* What the task asks
Go through the records line by line and work out how many lines hold the word "wildflower". Answer with the number only.

* Information given
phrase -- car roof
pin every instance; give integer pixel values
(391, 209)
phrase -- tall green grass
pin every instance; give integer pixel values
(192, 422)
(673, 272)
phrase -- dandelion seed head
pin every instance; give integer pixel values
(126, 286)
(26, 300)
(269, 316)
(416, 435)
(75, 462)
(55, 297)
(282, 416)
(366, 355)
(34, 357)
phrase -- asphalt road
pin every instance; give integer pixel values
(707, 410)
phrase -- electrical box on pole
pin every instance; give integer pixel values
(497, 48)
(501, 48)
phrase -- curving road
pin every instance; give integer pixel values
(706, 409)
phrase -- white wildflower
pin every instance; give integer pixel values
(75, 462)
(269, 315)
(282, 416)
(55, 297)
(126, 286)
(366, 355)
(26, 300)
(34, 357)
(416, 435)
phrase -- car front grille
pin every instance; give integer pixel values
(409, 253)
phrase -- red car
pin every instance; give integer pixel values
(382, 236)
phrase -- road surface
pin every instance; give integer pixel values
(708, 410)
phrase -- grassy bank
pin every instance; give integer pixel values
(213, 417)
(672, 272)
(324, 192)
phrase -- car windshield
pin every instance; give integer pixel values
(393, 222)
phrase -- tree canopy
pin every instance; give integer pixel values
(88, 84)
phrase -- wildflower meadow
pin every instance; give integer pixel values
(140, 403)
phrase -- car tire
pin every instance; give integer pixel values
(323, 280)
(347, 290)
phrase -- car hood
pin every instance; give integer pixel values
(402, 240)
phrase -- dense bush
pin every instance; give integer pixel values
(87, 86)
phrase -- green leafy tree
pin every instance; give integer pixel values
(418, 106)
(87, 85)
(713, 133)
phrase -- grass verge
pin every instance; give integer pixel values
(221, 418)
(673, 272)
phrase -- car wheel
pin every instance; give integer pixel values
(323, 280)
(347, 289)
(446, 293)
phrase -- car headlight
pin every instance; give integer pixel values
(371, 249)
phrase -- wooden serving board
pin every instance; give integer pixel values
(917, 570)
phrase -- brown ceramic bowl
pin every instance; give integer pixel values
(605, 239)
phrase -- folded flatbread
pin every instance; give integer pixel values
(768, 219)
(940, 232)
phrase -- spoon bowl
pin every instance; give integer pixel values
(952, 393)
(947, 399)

* Expected output
2